── Study text

On August 20, 2003, a leader of the People's War that has been sweeping through Nepal, Chandra Prakash Gajurel, known to millions of people in Nepal and South Asia as Comrade Gaurav, was arrested by the Indian authorities as he attempted to travel to Europe to support the battle against imperialist intervention in his country. Since his arrest the reactionary monarchy ruling Nepal has been carrying out a series of legal and diplomatic moves in an attempt to secure Comrade Gaurav's extradition from India. For its part, the Indian government has in the past repeatedly sent Nepalese revolutionaries back to the dungeons and torture chambers of the regime in Kathmandu. And it has done this despite the fact that international law and treaties between India and Nepal expressly prohibit the extradition of people facing people persecution.
For now the Indian government has only claimed that Comrade Gaurav was in possession of false travel documents, but in countries like India this charge is normally dealt with as a minor matter and processed quickly. More troubling is the fact that while Comrade Gaurav remains in jail formal charges have yet to be filed and hearings in his case have been repeatedly postponed by the authorities. The fact that they are still holding Comrade Gaurav months later, with moves for extradition in the works, shows that what they are up to has nothing to do with "justice" and everything to do with political suppression. In short he has become a political hostage of the Indian government. For much of the duration of the People's War, the Royal Nepal Army has engaged in a US-counterinsurgency-style "dirty war", including by "disappearing" hundreds of revolutionaries. The World People's Resistance Movement urgently calls on progressive people around the world to defeat the attempt to turn this revolutionary leader over to the hands of his would-be executioners.
To try to justify this crime, the Indian authorities are loudly repeating US government slanders of the People's War and its leaders as "terrorist". But the world's press, even establishment media like the BBC, France's Le Monde, the New York Times and India Today, have had no choice but to acknowledge that millions of Nepalese have rallied to the side of the popular insurgency in Nepal. At the core of this is movement is the Communist Party of Nepal (Maoist), of which Comrade Gaurav - a member of the party's political bureau - is among the senior leaders. In no way can this struggle for liberation be called "terrorist".

────

▶ What to work on: Reproduce the entire text on Comrade Gaurav's arrest word for word. Rely on the text on Comrade Gaurav's arrest and nothing else.

── Record excerpts

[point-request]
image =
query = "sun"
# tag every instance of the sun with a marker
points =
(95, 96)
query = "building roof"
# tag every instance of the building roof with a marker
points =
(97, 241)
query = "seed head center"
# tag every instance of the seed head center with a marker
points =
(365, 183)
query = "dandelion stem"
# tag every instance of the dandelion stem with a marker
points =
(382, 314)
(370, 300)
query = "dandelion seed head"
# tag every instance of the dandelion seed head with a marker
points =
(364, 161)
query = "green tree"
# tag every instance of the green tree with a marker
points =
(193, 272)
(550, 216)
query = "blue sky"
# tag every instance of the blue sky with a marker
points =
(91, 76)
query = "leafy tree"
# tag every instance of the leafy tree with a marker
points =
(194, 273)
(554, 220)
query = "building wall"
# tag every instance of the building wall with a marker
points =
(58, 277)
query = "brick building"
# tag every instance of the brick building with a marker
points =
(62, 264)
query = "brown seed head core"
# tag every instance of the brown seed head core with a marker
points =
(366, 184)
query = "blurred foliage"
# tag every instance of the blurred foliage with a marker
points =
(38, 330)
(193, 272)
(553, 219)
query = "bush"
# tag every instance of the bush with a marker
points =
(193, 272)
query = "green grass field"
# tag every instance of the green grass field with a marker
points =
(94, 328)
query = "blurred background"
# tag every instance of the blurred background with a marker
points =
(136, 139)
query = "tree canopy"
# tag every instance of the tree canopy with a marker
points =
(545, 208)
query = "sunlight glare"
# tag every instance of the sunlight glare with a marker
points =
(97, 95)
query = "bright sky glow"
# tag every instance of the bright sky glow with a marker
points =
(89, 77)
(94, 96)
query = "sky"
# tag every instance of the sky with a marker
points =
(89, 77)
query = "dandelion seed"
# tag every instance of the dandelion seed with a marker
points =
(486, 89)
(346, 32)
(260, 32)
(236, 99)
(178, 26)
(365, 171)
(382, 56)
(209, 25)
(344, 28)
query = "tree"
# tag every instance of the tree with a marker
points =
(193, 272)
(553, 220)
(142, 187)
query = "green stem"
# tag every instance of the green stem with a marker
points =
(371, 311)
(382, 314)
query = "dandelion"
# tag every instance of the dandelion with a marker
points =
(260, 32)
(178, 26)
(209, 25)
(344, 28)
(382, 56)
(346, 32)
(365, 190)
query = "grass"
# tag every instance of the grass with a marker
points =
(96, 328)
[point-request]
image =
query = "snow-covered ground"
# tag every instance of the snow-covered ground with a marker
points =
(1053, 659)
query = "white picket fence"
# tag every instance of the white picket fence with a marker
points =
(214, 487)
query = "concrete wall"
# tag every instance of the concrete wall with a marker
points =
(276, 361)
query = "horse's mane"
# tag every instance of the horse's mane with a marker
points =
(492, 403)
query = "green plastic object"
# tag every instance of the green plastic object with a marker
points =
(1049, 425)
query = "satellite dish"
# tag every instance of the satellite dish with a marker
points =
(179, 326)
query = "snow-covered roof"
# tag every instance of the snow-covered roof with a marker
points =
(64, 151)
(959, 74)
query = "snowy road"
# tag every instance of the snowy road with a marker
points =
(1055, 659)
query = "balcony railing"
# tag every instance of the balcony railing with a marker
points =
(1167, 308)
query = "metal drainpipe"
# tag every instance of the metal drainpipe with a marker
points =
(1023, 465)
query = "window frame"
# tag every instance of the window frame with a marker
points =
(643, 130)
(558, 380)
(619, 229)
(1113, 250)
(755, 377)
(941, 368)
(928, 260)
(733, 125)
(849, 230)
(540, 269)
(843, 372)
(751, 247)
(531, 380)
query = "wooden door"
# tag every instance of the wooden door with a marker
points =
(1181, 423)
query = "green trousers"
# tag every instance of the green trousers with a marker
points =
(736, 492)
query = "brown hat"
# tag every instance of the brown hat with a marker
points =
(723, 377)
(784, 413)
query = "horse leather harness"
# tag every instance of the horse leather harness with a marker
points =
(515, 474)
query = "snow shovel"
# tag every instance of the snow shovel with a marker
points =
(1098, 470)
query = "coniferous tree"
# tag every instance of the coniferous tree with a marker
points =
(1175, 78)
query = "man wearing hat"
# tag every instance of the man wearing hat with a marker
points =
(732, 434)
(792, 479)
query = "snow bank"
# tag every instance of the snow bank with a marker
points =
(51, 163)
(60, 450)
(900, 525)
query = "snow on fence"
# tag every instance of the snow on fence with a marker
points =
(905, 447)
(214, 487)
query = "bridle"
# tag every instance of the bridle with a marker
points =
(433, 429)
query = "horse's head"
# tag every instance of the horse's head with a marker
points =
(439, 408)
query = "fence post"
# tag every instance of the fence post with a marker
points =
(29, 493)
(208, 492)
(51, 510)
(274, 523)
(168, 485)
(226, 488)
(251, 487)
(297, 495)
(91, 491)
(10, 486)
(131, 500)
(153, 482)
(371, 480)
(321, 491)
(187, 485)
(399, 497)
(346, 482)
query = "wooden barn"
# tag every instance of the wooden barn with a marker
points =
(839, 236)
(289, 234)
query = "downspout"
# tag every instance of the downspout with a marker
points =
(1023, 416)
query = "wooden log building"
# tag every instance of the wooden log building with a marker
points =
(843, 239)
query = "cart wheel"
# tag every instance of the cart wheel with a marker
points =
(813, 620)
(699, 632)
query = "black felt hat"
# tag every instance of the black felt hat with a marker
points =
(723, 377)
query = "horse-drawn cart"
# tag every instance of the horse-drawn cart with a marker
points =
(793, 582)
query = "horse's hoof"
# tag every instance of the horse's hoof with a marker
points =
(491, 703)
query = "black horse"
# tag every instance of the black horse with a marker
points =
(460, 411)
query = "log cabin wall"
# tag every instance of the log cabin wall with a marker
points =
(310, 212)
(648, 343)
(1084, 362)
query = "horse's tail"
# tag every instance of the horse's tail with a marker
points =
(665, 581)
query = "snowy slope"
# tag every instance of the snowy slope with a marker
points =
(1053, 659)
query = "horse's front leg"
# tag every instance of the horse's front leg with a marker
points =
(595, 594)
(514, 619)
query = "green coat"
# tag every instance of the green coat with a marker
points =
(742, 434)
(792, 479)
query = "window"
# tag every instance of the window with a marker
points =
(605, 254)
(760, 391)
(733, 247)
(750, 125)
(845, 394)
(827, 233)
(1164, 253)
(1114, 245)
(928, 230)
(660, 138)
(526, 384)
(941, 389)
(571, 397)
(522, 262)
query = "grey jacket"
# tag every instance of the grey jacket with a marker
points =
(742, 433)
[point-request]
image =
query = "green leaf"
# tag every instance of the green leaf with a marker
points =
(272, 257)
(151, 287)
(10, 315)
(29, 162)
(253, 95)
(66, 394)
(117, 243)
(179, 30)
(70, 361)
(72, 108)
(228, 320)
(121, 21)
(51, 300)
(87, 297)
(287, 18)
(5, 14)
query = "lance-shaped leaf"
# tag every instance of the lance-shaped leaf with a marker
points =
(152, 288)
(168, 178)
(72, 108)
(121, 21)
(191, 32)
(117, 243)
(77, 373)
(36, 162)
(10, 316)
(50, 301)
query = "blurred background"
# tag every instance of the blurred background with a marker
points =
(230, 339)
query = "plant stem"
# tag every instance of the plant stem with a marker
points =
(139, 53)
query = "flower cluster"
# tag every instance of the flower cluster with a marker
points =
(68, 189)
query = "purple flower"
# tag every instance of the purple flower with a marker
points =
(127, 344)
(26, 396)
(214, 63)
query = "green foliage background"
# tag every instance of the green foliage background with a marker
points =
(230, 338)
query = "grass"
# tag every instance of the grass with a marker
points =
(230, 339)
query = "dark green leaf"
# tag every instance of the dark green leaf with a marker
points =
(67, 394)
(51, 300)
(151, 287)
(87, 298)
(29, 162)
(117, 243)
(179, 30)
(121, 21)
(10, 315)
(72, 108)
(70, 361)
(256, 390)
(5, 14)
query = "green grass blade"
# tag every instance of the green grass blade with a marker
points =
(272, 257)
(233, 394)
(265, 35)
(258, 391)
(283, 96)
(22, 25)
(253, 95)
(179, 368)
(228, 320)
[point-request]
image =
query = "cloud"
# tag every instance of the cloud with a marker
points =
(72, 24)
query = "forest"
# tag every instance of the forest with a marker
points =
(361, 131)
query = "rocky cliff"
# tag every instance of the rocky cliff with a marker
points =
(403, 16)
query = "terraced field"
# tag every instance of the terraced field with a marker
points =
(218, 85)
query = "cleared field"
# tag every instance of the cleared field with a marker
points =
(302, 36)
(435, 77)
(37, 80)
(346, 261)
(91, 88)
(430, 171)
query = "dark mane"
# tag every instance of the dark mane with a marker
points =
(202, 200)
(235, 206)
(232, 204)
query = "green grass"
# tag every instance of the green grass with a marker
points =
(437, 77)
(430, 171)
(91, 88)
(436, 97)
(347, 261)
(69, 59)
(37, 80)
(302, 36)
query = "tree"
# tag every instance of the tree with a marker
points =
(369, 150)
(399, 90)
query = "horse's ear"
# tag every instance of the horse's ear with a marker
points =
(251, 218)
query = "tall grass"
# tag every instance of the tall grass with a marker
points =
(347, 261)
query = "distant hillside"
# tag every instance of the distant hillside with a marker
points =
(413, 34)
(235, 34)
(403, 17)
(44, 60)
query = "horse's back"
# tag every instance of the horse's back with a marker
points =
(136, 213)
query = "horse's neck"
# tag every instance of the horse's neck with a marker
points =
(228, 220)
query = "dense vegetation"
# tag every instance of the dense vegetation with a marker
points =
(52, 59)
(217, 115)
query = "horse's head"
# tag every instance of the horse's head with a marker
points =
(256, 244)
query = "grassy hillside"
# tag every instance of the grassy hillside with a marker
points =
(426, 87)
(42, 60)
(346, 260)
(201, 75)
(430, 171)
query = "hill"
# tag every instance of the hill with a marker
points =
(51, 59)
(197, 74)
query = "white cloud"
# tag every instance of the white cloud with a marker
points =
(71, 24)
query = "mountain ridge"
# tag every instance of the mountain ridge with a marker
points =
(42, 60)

────

▶ Task answer:
On August 20, 2003, a leader of the People's War that has been sweeping through Nepal, Chandra Prakash Gajurel, known to millions of people in Nepal and South Asia as Comrade Gaurav, was arrested by the Indian authorities as he attempted to travel to Europe to support the battle against imperialist intervention in his country. Since his arrest the reactionary monarchy ruling Nepal has been carrying out a series of legal and diplomatic moves in an attempt to secure Comrade Gaurav's extradition from India. For its part, the Indian government has in the past repeatedly sent Nepalese revolutionaries back to the dungeons and torture chambers of the regime in Kathmandu. And it has done this despite the fact that international law and treaties between India and Nepal expressly prohibit the extradition of people facing people persecution.
For now the Indian government has only claimed that Comrade Gaurav was in possession of false travel documents, but in countries like India this charge is normally dealt with as a minor matter and processed quickly. More troubling is the fact that while Comrade Gaurav remains in jail formal charges have yet to be filed and hearings in his case have been repeatedly postponed by the authorities. The fact that they are still holding Comrade Gaurav months later, with moves for extradition in the works, shows that what they are up to has nothing to do with "justice" and everything to do with political suppression. In short he has become a political hostage of the Indian government. For much of the duration of the People's War, the Royal Nepal Army has engaged in a US-counterinsurgency-style "dirty war", including by "disappearing" hundreds of revolutionaries. The World People's Resistance Movement urgently calls on progressive people around the world to defeat the attempt to turn this revolutionary leader over to the hands of his would-be executioners.
To try to justify this crime, the Indian authorities are loudly repeating US government slanders of the People's War and its leaders as "terrorist". But the world's press, even establishment media like the BBC, France's Le Monde, the New York Times and India Today, have had no choice but to acknowledge that millions of Nepalese have rallied to the side of the popular insurgency in Nepal. At the core of this is movement is the Communist Party of Nepal (Maoist), of which Comrade Gaurav - a member of the party's political bureau - is among the senior leaders. In no way can this struggle for liberation be called "terrorist".